:: Text shown

This single-step diffusion model could enhance design tools, enabling quicker content creation and potentially supporting advancements in drug discovery and 3D modeling, where promptness and efficacy are key.

Distribution dreams

DMD cleverly has two components. First, it uses a regression loss, which anchors the mapping to ensure a coarse organization of the space of images to make training more stable. Next, it uses a distribution matching loss, which ensures that the probability to generate a given image with the student model corresponds to its real-world occurrence frequency. To do this, it leverages two diffusion models that act as guides, helping the system understand the difference between real and generated images and making training the speedy one-step generator possible.

The system achieves faster generation by training a new network to minimize the distribution divergence between its generated images and those from the training dataset used by traditional diffusion models. “Our key insight is to approximate gradients that guide the improvement of the new model using two diffusion models,” says Yin. “In this way, we distill the knowledge of the original, more complex model into the simpler, faster one, while bypassing the notorious instability and mode collapse issues in GANs.” 

Yin and colleagues used pre-trained networks for the new student model, simplifying the process. By copying and fine-tuning parameters from the original models, the team achieved fast training convergence of the new model, which is capable of producing high-quality images with the same architectural foundation. “This enables combining with other system optimizations based on the original architecture to further accelerate the creation process,” adds Yin. 

When put to the test against the usual methods, using a wide range of benchmarks, DMD showed consistent performance. On the popular benchmark of generating images based on specific classes on ImageNet, DMD is the first one-step diffusion technique that churns out pictures pretty much on par with those from the original, more complex models, rocking a super-close Fréchet inception distance (FID) score of just 0.3, which is impressive, since FID is all about judging the quality and diversity of generated images. Furthermore, DMD excels in industrial-scale text-to-image generation and achieves state-of-the-art one-step generation performance. There’s still a slight quality gap when tackling trickier text-to-image applications, suggesting there’s a bit of room for improvement down the line. 

Additionally, the performance of the DMD-generated images is intrinsically linked to the capabilities of the teacher model used during the distillation process. In the current form, which uses Stable Diffusion v1.5 as the teacher model, the student inherits limitations such as rendering detailed depictions of text and small faces, suggesting that DMD-generated images could be further enhanced by more advanced teacher models. 

“Decreasing the number of iterations has been the Holy Grail in diffusion models since their inception,” says Fredo Durand, MIT professor of electrical engineering and computer science, CSAIL principal investigator, and a lead author on the paper. “We are very excited to finally enable single-step image generation, which will dramatically reduce compute costs and accelerate the process.” 

“Finally, a paper that successfully combines the versatility and high visual quality of diffusion models with the real-time performance of GANs,” says Alexei Efros, a professor of electrical engineering and computer science at the University of California at Berkeley who was not involved in this study. “I expect this work to open up fantastic possibilities for high-quality real-time visual editing.”

::::
:: Given data

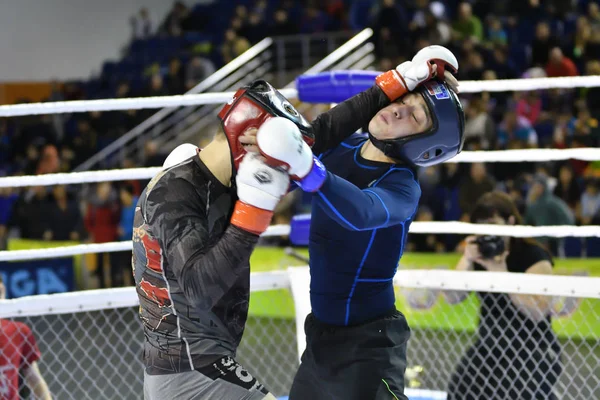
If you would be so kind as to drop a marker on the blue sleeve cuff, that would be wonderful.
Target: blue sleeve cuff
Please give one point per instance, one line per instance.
(315, 178)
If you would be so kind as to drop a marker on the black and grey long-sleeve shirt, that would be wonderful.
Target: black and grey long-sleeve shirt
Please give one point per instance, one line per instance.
(191, 269)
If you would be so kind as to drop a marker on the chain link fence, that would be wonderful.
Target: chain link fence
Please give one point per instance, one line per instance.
(97, 354)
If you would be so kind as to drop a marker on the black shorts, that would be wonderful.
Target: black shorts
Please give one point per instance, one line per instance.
(362, 362)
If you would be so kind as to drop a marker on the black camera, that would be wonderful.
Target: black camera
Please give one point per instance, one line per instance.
(490, 246)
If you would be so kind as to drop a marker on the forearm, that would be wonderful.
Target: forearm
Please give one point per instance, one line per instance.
(334, 126)
(225, 260)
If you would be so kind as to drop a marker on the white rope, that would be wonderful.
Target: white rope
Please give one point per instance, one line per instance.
(79, 177)
(523, 231)
(284, 230)
(217, 98)
(504, 282)
(500, 282)
(66, 251)
(134, 103)
(509, 85)
(104, 299)
(527, 155)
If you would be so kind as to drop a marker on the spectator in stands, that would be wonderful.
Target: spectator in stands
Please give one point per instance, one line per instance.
(501, 63)
(592, 46)
(135, 184)
(282, 25)
(393, 17)
(173, 23)
(567, 187)
(255, 29)
(141, 24)
(101, 222)
(516, 129)
(516, 355)
(434, 29)
(472, 187)
(361, 14)
(467, 25)
(64, 218)
(156, 87)
(175, 77)
(474, 67)
(594, 14)
(386, 47)
(590, 201)
(544, 208)
(19, 356)
(496, 35)
(543, 42)
(583, 31)
(560, 65)
(83, 141)
(313, 20)
(529, 106)
(233, 46)
(336, 13)
(480, 130)
(592, 95)
(198, 69)
(585, 128)
(29, 213)
(8, 197)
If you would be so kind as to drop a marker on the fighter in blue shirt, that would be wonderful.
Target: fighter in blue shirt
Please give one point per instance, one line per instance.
(365, 197)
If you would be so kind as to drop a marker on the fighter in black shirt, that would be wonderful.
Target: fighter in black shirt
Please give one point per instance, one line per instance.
(194, 230)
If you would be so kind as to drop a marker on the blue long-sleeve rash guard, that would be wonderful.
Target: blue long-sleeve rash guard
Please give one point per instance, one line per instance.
(360, 218)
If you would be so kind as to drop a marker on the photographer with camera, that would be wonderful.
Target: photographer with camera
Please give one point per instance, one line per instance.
(516, 355)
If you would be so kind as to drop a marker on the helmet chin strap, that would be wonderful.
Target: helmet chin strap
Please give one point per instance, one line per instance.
(387, 148)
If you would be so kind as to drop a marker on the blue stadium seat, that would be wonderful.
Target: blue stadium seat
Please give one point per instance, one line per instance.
(593, 247)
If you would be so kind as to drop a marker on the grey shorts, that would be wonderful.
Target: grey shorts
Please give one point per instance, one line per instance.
(225, 379)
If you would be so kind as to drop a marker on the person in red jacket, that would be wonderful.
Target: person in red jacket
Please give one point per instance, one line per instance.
(101, 222)
(19, 355)
(560, 65)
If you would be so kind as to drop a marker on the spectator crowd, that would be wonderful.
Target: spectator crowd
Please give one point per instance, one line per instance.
(492, 40)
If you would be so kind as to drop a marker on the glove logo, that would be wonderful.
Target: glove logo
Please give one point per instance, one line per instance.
(263, 176)
(437, 90)
(290, 109)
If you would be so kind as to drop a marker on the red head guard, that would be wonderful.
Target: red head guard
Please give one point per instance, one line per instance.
(250, 107)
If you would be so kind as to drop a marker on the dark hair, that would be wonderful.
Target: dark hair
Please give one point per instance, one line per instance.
(128, 187)
(495, 203)
(500, 204)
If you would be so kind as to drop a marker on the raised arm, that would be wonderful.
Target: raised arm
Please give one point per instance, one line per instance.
(204, 270)
(334, 126)
(207, 267)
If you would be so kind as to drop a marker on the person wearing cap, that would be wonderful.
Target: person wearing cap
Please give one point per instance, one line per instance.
(365, 196)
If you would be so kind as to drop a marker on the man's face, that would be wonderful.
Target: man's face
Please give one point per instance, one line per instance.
(405, 117)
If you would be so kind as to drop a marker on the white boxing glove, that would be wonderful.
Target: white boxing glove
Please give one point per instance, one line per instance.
(259, 189)
(180, 154)
(410, 74)
(279, 140)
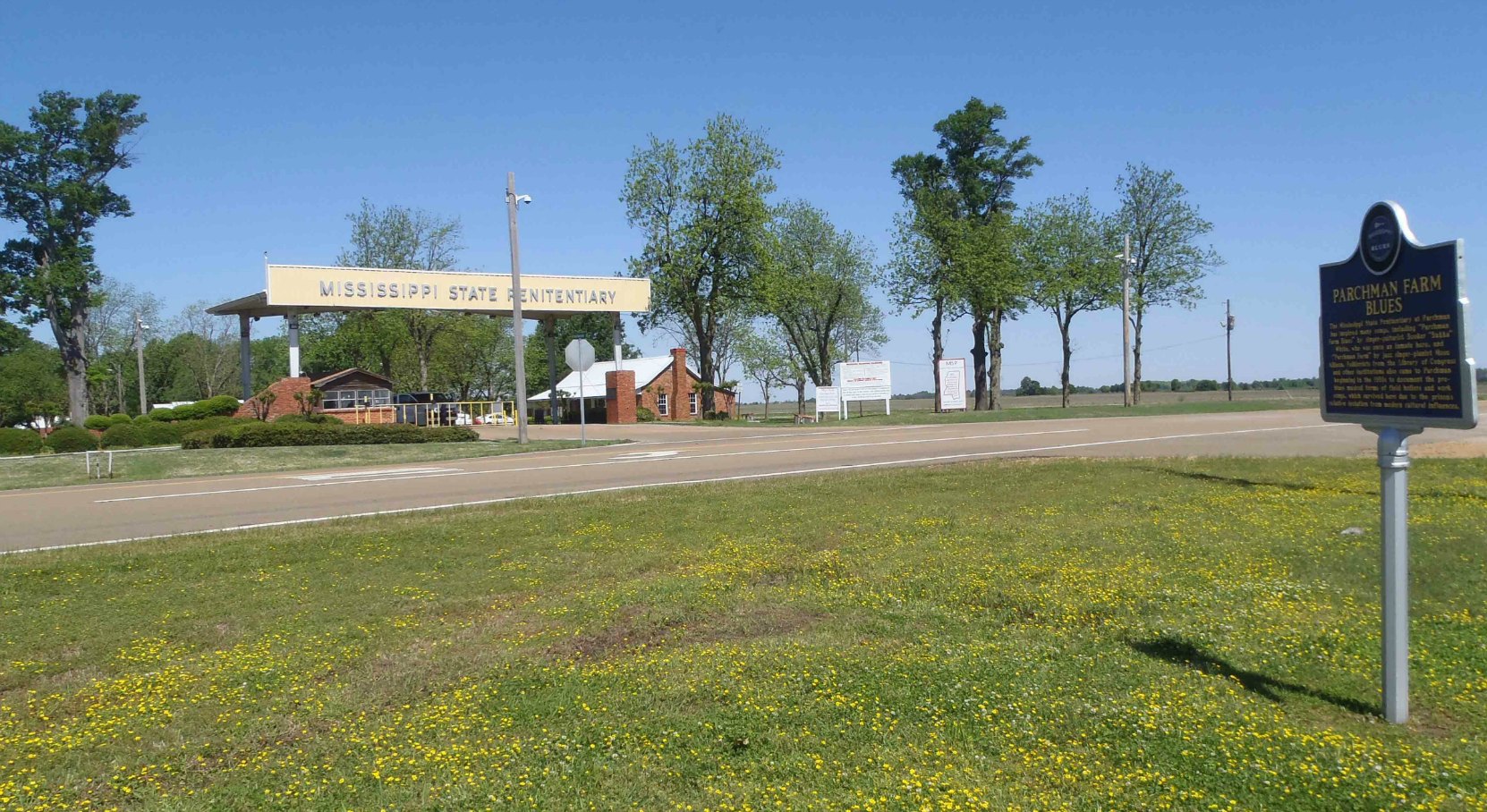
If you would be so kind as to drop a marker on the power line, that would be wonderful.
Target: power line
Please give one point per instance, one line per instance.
(1089, 357)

::::

**Task item:** Can you continue the text about the DMD one-step image generator from where it stops?

**Answer to the exercise:**
Yin and Durand’s fellow authors are MIT electrical engineering and computer science professor and CSAIL principal investigator William T. Freeman, as well as Adobe research scientists Michaël Gharbi SM ’15, PhD ’18; Richard Zhang; Eli Shechtman; and Taesung Park. Their work was supported, in part, by U.S. National Science Foundation grants (including one for the Institute for Artificial Intelligence and Fundamental Interactions), the Singapore Defense Science and Technology Agency, and by funding from Gwangju Institute of Science and Technology and Amazon. Their work will be presented at the Conference on Computer Vision and Pattern Recognition in June.

New algorithm unlocks high-resolution insights for computer vision

Imagine yourself glancing at a busy street for a few moments, then trying to sketch the scene you saw from memory. Most people could draw the rough positions of the major objects like cars, people, and crosswalks, but almost no one can draw every detail with pixel-perfect accuracy. The same is true for most modern computer vision algorithms: They are fantastic at capturing high-level details of a scene, but they lose fine-grained details as they process information.

Now, MIT researchers have created a system called “FeatUp” that lets algorithms capture all of the high- and low-level details of a scene at the same time — almost like Lasik eye surgery for computer vision.

When computers learn to “see” from looking at images and videos, they build up “ideas” of what’s in a scene through something called “features.” To create these features, deep networks and visual foundation models break down images into a grid of tiny squares and process these squares as a group to determine what’s going on in a photo. Each tiny square is usually made up of anywhere from 16 to 32 pixels, so the resolution of these algorithms is dramatically smaller than the images they work with. In trying to summarize and understand photos, algorithms lose a ton of pixel clarity. 

The FeatUp algorithm can stop this loss of information and boost the resolution of any deep network without compromising on speed or quality. This allows researchers to quickly and easily improve the resolution of any new or existing algorithm. For example, imagine trying to interpret the predictions of a lung cancer detection algorithm with the goal of localizing the tumor. Applying FeatUp before interpreting the algorithm using a method like class activation maps (CAM) can yield a dramatically more detailed (16-32x) view of where the tumor might be located according to the model. 

FeatUp not only helps practitioners understand their models, but also can improve a panoply of different tasks like object detection, semantic segmentation (assigning labels to pixels in an image with object labels), and depth estimation. It achieves this by providing more accurate, high-resolution features, which are crucial for building vision applications ranging from autonomous driving to medical imaging.

“The essence of all computer vision lies in these deep, intelligent features that emerge from the depths of deep learning architectures. The big challenge of modern algorithms is that they reduce large images to  very small grids of ’smart‘ features, gaining intelligent insights but losing the finer details,” says Mark Hamilton, an MIT PhD student in electrical engineering and computer science, MIT Computer Science and Artificial Intelligence Laboratory (CSAIL) affiliate, and a co-lead author on a paper about the project. “FeatUp helps enable the best of both worlds: highly intelligent representations with the original image’s resolution. These high-resolution features significantly boost performance across a spectrum of computer vision tasks, from enhancing object detection and improving depth prediction to providing a deeper understanding of your network’s decision-making process through high-resolution analysis.” 

Resolution renaissance 

As these large AI models become more and more prevalent, there’s an increasing need to explain what they’re doing, what they’re looking at, and what they’re thinking. 

But how exactly can FeatUp discover these fine-grained details? Curiously, the secret lies in wiggling and jiggling images.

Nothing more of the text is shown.